▼

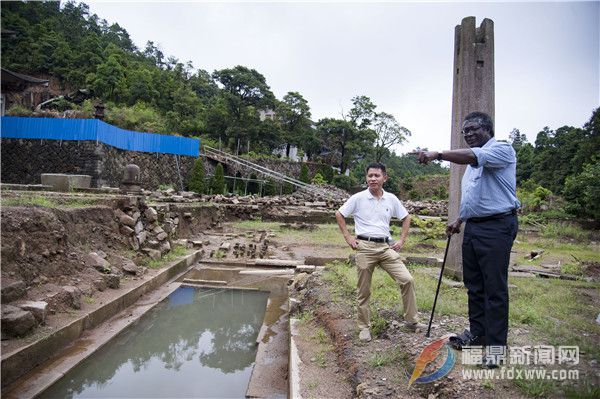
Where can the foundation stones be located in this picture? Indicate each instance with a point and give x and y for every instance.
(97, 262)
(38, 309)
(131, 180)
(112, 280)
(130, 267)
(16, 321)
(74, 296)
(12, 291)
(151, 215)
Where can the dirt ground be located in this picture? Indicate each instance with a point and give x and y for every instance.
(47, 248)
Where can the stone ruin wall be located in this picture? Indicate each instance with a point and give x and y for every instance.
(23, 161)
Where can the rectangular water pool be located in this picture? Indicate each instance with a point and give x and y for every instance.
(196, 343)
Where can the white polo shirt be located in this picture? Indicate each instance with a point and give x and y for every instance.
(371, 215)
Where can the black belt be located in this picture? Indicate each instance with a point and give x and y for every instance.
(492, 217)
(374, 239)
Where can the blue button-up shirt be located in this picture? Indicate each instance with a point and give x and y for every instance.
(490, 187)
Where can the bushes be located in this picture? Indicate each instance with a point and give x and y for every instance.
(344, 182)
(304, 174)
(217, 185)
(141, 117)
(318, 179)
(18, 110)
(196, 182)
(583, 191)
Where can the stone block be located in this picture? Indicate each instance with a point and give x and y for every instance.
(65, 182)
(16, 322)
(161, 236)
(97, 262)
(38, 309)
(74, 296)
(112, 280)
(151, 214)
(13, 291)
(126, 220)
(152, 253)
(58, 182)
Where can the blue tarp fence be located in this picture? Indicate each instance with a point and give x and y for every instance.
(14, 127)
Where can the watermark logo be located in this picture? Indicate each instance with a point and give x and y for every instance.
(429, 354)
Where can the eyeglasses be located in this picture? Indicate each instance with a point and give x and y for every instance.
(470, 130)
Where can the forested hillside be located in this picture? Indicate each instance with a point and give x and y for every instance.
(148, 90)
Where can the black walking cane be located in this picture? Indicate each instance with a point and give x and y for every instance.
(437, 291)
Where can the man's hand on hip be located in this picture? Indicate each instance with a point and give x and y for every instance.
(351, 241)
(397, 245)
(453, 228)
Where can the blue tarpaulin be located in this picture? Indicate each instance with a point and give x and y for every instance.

▲
▼

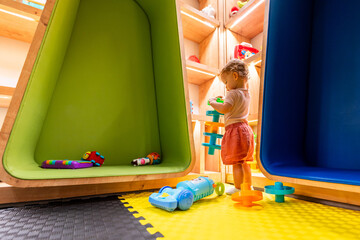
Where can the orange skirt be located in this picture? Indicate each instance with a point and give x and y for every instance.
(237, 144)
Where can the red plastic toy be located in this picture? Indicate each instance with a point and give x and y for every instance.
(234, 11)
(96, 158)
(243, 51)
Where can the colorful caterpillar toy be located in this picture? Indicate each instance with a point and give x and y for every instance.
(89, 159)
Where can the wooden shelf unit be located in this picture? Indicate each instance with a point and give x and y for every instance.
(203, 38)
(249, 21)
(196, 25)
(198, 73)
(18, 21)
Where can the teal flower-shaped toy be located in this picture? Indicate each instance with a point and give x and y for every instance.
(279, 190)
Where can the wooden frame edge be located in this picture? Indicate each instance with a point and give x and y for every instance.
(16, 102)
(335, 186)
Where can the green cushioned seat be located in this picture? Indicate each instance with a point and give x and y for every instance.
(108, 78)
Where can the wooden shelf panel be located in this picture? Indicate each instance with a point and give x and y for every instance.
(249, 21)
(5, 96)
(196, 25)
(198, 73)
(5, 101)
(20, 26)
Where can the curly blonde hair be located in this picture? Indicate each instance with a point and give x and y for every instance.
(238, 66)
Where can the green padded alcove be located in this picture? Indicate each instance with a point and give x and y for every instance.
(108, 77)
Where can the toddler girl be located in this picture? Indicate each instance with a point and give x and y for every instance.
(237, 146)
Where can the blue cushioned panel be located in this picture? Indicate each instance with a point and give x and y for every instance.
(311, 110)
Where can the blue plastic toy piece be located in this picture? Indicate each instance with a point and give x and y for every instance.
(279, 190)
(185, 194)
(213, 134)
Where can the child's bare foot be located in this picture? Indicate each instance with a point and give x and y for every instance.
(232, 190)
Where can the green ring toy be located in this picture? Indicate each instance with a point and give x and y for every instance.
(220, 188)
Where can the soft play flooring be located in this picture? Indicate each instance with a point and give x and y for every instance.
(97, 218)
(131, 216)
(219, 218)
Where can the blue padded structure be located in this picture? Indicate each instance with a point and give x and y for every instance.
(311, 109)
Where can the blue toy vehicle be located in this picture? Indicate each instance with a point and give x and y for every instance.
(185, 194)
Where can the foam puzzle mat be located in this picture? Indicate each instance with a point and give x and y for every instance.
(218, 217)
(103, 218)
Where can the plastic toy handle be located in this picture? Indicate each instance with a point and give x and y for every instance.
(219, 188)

▲

◆ The exercise: Show each line of the material above that contains the word "panel", copied in full. Case counts, so match only that exact spelling.

◆ Exercise solution:
Where can the wooden shelf panel be located in this picture? Indicate each instance with a point and give x and y for every instance.
Where can the blue cushioned panel be located in this picture? Indicate each instance with a point and give x and y for every instance.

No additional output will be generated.